- _Provided text_:
· · · · · · ·
President of the AKAL
- Incumbent
- Assumed office 2019

1st President of the URK
- In office December 15, 2017 – 2019

4th President of the MAK
- In office December 9, 2011 – November 17, 2016
- Preceded by: Mouloud Mebarki
- Succeeded by: Ferhat Mehenni

Personal details
- Born: February 23, 1973 (age 53) Ait Saâda, Yattafène
- Citizenship: Kabyle
- Party: RCD (1989–1994) MAK (2001–2016) URK (2016–2019) AKAL (since 2019)
- Profession: Politician

= Bouaziz Ait Chebib =

Algerian politician

Bouaziz Ait Chebib (Buɛziz At Cebbib; born in Ait Saâda, Yattafène) is a Kabyle politician in exile, former president of the Movement for the Self-Determination of Kabylia, founder and former president of the Union for a Kabyle Republic (URK) and founder and president of the Alliance for a Free Kabylia (AKAL).

== Biography ==

In 2016, he left his post as a president of the MAK and created his own movement, the Union for the Republic of Kabylia. In 2020, his faction split from the URK to become the Alliance for a Free Kabylia.

In 2021, he was taken into custody by the gendarmerie of Tizi-Ouzou.
· · · · · · ·
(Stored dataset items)
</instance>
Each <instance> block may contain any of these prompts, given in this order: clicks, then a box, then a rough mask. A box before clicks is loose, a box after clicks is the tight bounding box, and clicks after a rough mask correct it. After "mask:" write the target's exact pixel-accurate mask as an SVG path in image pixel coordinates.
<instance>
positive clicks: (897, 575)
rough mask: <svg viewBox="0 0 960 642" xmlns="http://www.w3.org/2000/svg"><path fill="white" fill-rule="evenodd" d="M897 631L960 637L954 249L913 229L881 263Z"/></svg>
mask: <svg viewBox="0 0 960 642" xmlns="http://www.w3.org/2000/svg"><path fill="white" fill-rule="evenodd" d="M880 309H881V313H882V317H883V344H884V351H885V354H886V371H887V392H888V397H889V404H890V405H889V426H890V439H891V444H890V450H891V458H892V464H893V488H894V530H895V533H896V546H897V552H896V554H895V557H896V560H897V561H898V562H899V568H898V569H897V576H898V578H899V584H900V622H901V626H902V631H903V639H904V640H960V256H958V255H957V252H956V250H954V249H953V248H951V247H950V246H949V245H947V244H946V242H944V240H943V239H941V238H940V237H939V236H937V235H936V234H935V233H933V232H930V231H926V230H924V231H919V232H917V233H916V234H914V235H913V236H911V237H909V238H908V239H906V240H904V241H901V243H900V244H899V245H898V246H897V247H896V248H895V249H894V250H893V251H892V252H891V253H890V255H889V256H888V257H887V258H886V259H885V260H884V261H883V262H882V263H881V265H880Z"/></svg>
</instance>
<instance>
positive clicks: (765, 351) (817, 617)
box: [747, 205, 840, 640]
· · · · · · ·
- _Exercise instructions_:
A - List every political party named in the Party entry of the Bouaziz Ait Chebib text, with the years given for each.
B - According to the Bouaziz Ait Chebib text, who preceded him as president of the MAK?
C - Write out the portion of the Bouaziz Ait Chebib text starting with "In 2016, he" and going on through "a Free Kabylia.".
Rely solely on the text about Bouaziz Ait Chebib, not on the records.

- _Solved problems_:
A - RCD (1989–1994), MAK (2001–2016), URK (2016–2019), AKAL (since 2019)

B - Mouloud Mebarki

C -
In 2016, he left his post as a president of the MAK and created his own movement, the Union for the Republic of Kabylia. In 2020, his faction split from the URK to become the Alliance for a Free Kabylia.